---------- RECORDED DATA

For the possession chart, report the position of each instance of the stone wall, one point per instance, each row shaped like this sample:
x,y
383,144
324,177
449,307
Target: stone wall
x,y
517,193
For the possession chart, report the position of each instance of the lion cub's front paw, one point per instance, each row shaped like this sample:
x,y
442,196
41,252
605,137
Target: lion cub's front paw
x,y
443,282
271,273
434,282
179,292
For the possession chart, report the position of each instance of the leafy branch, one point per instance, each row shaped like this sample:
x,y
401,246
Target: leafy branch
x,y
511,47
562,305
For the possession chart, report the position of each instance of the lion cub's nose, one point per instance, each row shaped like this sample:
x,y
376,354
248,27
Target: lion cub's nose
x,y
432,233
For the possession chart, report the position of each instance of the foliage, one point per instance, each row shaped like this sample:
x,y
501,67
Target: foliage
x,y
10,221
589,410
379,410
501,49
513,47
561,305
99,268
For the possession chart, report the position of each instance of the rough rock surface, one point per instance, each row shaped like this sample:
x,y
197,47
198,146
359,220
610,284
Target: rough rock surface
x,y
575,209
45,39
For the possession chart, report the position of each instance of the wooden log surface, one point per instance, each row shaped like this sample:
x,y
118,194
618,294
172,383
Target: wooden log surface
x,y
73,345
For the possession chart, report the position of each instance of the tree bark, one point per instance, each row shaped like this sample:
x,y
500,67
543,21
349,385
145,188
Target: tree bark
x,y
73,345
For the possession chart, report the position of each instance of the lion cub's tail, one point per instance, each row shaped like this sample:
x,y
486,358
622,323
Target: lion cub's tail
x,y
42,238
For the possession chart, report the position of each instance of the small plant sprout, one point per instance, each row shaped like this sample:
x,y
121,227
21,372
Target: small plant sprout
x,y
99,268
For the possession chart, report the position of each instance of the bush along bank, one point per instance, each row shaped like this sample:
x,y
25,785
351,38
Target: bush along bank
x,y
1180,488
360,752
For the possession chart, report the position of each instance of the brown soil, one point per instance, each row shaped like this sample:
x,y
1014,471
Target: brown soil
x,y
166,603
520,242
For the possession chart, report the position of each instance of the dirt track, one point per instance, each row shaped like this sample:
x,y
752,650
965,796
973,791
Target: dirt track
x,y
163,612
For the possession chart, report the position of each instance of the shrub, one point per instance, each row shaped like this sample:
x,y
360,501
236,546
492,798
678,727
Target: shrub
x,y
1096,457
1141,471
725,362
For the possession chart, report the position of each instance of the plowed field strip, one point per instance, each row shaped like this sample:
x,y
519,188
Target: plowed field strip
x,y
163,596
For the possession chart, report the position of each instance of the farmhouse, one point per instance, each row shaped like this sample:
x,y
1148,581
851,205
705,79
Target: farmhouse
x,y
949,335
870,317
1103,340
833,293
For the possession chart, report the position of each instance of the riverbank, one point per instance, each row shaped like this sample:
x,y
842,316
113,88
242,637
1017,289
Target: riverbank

--------------------

DESCRIPTION OF THE TASK: Could you repeat every record above exactly as it is written?

ANSWER BELOW:
For the possession chart, report the position of each instance of the stone wall, one point per instance, each row shaped like this sample:
x,y
383,144
324,177
449,307
Target: stone wall
x,y
517,193
For the possession chart, report the position of each instance of the lion cub's front paw, one point per instance, each row shaped like this sample:
x,y
442,196
41,252
605,137
Target: lion cub's front paw
x,y
443,282
271,273
434,282
179,292
For the possession chart, report the position of each instance of the leafy branch, one point per instance, each row shaped like this sample:
x,y
401,246
Target: leafy branch
x,y
511,47
562,305
For the possession chart, report the position of each instance of the lion cub's nose, one point per instance, each row shaped like this sample:
x,y
376,354
248,27
Target: lion cub's nose
x,y
432,233
For the possession chart, report the position of each instance of the foliage, one point per instance, each row shaped like this sample:
x,y
501,67
Target: foliage
x,y
10,221
589,410
379,410
501,49
513,47
561,305
99,268
For the possession chart, report the position of each instance of the rough rock surface, one point per instance, each row shaped like this sample:
x,y
197,47
198,146
359,220
610,284
Target: rough rock surface
x,y
575,209
45,39
For the possession chart, report the position of each instance of the wooden log surface, one point per instance, each row shaped like this sample:
x,y
118,194
618,294
172,383
Target: wooden log surface
x,y
73,345
For the possession chart, report the position of each instance of the tree bark, one point per instance, each row shaped like this sample:
x,y
500,67
543,21
349,385
145,188
Target: tree bark
x,y
73,345
For the possession chart, report the position of each instance of the lion cub's tail, one point per instance, each row shaped like this sample:
x,y
486,358
622,323
Target: lion cub's tail
x,y
42,238
For the possession chart, report the position of each instance of the small plant sprout, one point per instance, each row shaped like this sample:
x,y
121,227
21,372
Target: small plant sprout
x,y
99,268
For the possession chart, report the position of each instance of the bush along bank, one point per instance, each row shaped like this sample:
x,y
25,785
351,38
Target: bush along bank
x,y
1180,488
360,752
For the possession chart, report the position of each instance of the brown soil, one point per instance, each row shaped like this sample:
x,y
1014,471
Target: brown soil
x,y
166,603
520,242
For the possession chart, report the position of each instance of the dirt track, one point per instance, each row shaped like this sample:
x,y
752,650
965,796
973,791
Target: dirt track
x,y
163,612
For the possession chart, report the position of each instance of the shrub, one point per instance, each row shaped like this sample:
x,y
360,501
236,546
492,798
678,727
Target: shrub
x,y
1096,457
1141,471
725,362
For the possession chart, report the position of each instance of the plowed field strip, one point per instance, each row shaped like this sample:
x,y
519,188
Target: plowed field strip
x,y
163,596
For the possession chart, report the position of each instance of the farmhouse, one point per instance, each row shaped like this sample:
x,y
1148,581
851,205
705,79
Target: farmhouse
x,y
949,335
870,317
1103,340
833,293
For the possession chart, report the position of each instance of the riverbank, one point per instance, each row shaped like this sample:
x,y
842,316
113,88
242,637
1017,289
Target: riverbank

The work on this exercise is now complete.